Passage to read:
* BEGIN *

Nevertheless, despite the general applicability of the
filed rate doctrine, we held in Carlin that the farmers’ suit
was not barred because the federal agency in question had
effectively—if retroactively—rejected the FMMO prices as
incorrect, and “the policy considerations behind the doctrine
d[id] not justify applying the doctrine as a bar in [that] case.”
Id. at 874. In particular, calculating damages “would not []
involve the kind of ‘hypothetical’ speculation about agency
decisions that Keogh forbids.” Id. at 882.
We have also addressed a scenario in which the filed rate
doctrine did not apply at all, in Ting v. AT&T, 319 F.3d 1126
(9th Cir. 2003). There, we held that the filed rate doctrine
did not bar a putative class action in which customers alleged
that a telecommunication provider’s new contract rates
violated state contract and consumer protection laws, despite
14 WORTMAN V. ALL NIPPON AIRWAYS
the fact that the Federal Communications Act (FCA)
required telecommunication carriers to file tariffs with the
FCC. Id. at 1130. We explained that the
Telecommunications Act of 1996 “fundamentally altered the
[FCA’s] regulatory scheme” by directing the FCC to
“forbear from applying any regulation or any provision”
where “enforcement of such regulation or provision [wa]s
not necessary to ensure that [rates] . . . are just and
reasonable” and nondiscriminatory, and where enforcement
was neither necessary for consumer protection nor in the
public interest. Id. at 1132 (quoting 47 U.S.C. § 160(a)).
The FCC promptly acted on its authority to forbear,
explicitly stating that tariffs were no longer necessary due to
market competition and that the filed rate doctrine would no
longer apply. Id. at 1139 n.7. This new forbearance from
requiring rate filings did not leave the market without some
safeguards: The FCC retained a consumer complaint process
as a means for consumers to seek a remedy for
anticompetitive rates, and the FCC would not defer to the
market where it determined the market to be “seriously
flawed or not competitive.” Id. at 1143–45.
As these cases illustrate, the focus of the filed rate
doctrine has somewhat expanded beyond its original
application, in which an agency’s express approval of a rate
precluded civil antitrust challenges to that rate.
Nevertheless, our decisions make equally clear that this
expansion is not without bounds. See, e.g., Carlin, 705 F.3d
874.
II. Regulation of the International Airline Industry
The Federal Aviation Act of 1958 (FAA), Pub. L. No.
85-726, 72 Stat. 731, established a regulatory structure for
airline rates. The FAA gave the Civil Aeronautics Board—
WORTMAN V. ALL NIPPON AIRWAYS 15
which has since been replaced by the DOT—authority to
approve or disapprove international airline rates in service to
its responsibility for preventing “unfair, deceptive,
predatory, or anticompetitive practices in air transportation.”
49 U.S.C. §§ 41501, 41504. The FAA required airlines to
file all tariffs with the DOT, and authorized the DOT to hold
hearings, either on its own initiative or upon consumer
complaint, to determine the lawfulness of those rates.

* END *

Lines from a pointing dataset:
* BEGIN *

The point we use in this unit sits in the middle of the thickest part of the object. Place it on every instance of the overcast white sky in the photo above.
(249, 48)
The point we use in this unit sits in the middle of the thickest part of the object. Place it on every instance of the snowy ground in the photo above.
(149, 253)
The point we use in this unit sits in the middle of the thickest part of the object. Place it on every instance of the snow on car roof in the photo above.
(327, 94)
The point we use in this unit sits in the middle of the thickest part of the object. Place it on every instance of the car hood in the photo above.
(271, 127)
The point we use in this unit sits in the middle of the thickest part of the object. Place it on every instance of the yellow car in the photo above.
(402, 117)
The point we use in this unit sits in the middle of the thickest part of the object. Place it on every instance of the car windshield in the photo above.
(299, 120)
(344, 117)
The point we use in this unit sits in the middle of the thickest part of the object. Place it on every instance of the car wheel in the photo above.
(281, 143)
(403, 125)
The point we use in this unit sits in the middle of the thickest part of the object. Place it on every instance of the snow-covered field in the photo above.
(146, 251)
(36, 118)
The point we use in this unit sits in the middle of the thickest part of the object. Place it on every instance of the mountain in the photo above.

* END *

Goal: Take the part of the court opinion that opens with the words containing "II. Regulation of" and closes with "of those rates.", and swap "Civil Aeronautics Board" for "CAB" as you write it out again. These lines aren't needed for anything here.

Task solution:
II. Regulation of the International Airline Industry
The Federal Aviation Act of 1958 (FAA), Pub. L. No.
85-726, 72 Stat. 731, established a regulatory structure for
airline rates. The FAA gave the CAB—
WORTMAN V. ALL NIPPON AIRWAYS 15
which has since been replaced by the DOT—authority to
approve or disapprove international airline rates in service to
its responsibility for preventing “unfair, deceptive,
predatory, or anticompetitive practices in air transportation.”
49 U.S.C. §§ 41501, 41504. The FAA required airlines to
file all tariffs with the DOT, and authorized the DOT to hold
hearings, either on its own initiative or upon consumer
complaint, to determine the lawfulness of those rates.